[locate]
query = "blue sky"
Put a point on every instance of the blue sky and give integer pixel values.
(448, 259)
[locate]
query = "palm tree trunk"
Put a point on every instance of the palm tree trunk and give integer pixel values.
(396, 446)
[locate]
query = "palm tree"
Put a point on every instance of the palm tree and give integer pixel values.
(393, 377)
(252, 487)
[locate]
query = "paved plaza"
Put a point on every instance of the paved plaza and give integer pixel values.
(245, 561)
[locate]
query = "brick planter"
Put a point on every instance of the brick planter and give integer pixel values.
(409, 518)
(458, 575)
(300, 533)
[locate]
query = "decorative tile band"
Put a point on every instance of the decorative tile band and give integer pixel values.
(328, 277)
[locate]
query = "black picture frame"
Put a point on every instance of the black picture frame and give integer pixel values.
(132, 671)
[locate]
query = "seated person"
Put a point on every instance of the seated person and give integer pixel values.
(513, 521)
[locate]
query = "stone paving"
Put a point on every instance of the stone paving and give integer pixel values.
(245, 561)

◇ ◇ ◇ ◇

• **DESCRIPTION OF THE TASK**
Count the lines in the items above that contain the word "blue", and reply with that number alone.

• **THE RESULT**
2